§ **GOAL OF THE EXERCISE**
Copy the lines from the start of the records through the line that contains "525 284 L 510", swapping "top-left" for "upper-left" and changing nothing else. Leave the pictures out.

Items from a dataset

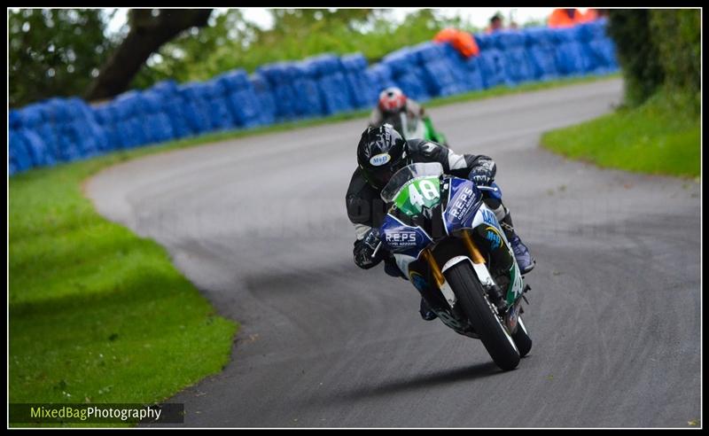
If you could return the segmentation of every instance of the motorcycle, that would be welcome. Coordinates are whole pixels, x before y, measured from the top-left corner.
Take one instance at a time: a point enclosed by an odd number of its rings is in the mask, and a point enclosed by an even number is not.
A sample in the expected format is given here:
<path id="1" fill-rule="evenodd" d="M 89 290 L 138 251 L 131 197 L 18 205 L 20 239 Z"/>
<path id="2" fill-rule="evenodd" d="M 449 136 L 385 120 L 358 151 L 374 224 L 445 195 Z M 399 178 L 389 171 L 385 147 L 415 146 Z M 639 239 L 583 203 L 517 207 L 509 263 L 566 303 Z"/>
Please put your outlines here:
<path id="1" fill-rule="evenodd" d="M 525 284 L 510 243 L 482 191 L 499 187 L 443 174 L 438 162 L 396 172 L 381 192 L 391 204 L 379 244 L 440 321 L 480 339 L 497 366 L 515 369 L 532 348 L 522 321 Z M 527 301 L 528 304 L 528 301 Z"/>

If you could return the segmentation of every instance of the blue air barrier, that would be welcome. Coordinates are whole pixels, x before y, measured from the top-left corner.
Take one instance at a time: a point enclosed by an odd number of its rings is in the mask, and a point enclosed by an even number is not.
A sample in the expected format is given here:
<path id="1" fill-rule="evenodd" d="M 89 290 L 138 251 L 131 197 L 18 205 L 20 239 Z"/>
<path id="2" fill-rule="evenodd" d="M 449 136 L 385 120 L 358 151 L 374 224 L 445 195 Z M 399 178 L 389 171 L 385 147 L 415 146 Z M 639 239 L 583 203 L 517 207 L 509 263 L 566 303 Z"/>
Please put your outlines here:
<path id="1" fill-rule="evenodd" d="M 377 85 L 367 74 L 367 59 L 362 53 L 353 53 L 341 58 L 345 79 L 353 104 L 356 108 L 370 107 L 377 103 Z"/>
<path id="2" fill-rule="evenodd" d="M 514 82 L 507 75 L 507 58 L 496 48 L 492 36 L 481 34 L 473 37 L 480 49 L 479 58 L 485 88 L 513 85 Z"/>
<path id="3" fill-rule="evenodd" d="M 175 81 L 160 82 L 151 88 L 150 91 L 160 96 L 164 113 L 170 121 L 174 137 L 183 138 L 196 133 L 186 121 L 185 103 Z"/>
<path id="4" fill-rule="evenodd" d="M 317 68 L 308 61 L 291 64 L 287 68 L 295 89 L 295 112 L 299 117 L 311 118 L 324 113 L 317 88 Z"/>
<path id="5" fill-rule="evenodd" d="M 306 61 L 314 66 L 323 114 L 331 115 L 354 107 L 339 58 L 324 54 L 308 58 Z"/>
<path id="6" fill-rule="evenodd" d="M 619 66 L 605 25 L 598 20 L 565 29 L 475 35 L 480 54 L 469 58 L 450 43 L 424 43 L 369 66 L 360 53 L 323 54 L 262 66 L 251 76 L 235 70 L 206 82 L 165 81 L 94 107 L 75 97 L 51 98 L 11 111 L 9 171 L 370 107 L 389 86 L 426 101 L 501 84 L 612 73 Z"/>
<path id="7" fill-rule="evenodd" d="M 503 30 L 495 32 L 493 39 L 505 57 L 505 73 L 510 81 L 518 84 L 532 80 L 534 71 L 525 50 L 524 34 L 517 30 Z"/>
<path id="8" fill-rule="evenodd" d="M 259 113 L 259 124 L 268 126 L 276 122 L 276 97 L 271 91 L 269 81 L 262 74 L 254 73 L 249 76 L 249 82 L 253 86 L 253 93 L 261 105 Z"/>
<path id="9" fill-rule="evenodd" d="M 389 53 L 382 62 L 391 68 L 392 79 L 404 94 L 418 101 L 431 98 L 425 84 L 425 73 L 417 65 L 416 53 L 410 48 Z"/>
<path id="10" fill-rule="evenodd" d="M 379 93 L 383 90 L 391 86 L 396 86 L 396 82 L 392 76 L 392 69 L 385 64 L 375 64 L 367 68 L 364 74 L 371 82 L 375 94 L 377 95 L 373 104 L 377 103 L 379 98 Z"/>
<path id="11" fill-rule="evenodd" d="M 529 54 L 534 80 L 544 82 L 558 77 L 556 47 L 548 28 L 536 27 L 526 31 L 525 46 Z"/>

§ **THE OUTPUT**
If you could return the segmentation of every instance of the motorcycle, that would be welcome. Coordinates are whole pixels, x before y, measured from the upper-left corner.
Take one instance at a time: a point enclosed by an odd number of its rings is in the mask, and a point enclosed by an even number is not.
A sample in the expected format is given here:
<path id="1" fill-rule="evenodd" d="M 89 290 L 138 251 L 131 197 L 18 205 L 20 239 Z"/>
<path id="2" fill-rule="evenodd" d="M 449 136 L 385 120 L 358 151 L 374 224 L 445 195 Z M 399 178 L 389 171 L 385 147 L 415 146 Z M 639 239 L 583 203 L 517 207 L 509 263 L 566 303 Z"/>
Please put your outlines here:
<path id="1" fill-rule="evenodd" d="M 525 284 L 510 243 L 482 191 L 499 187 L 443 174 L 438 162 L 396 172 L 381 192 L 391 204 L 379 244 L 440 321 L 480 339 L 497 366 L 515 369 L 532 348 L 522 321 Z M 527 301 L 528 304 L 528 301 Z"/>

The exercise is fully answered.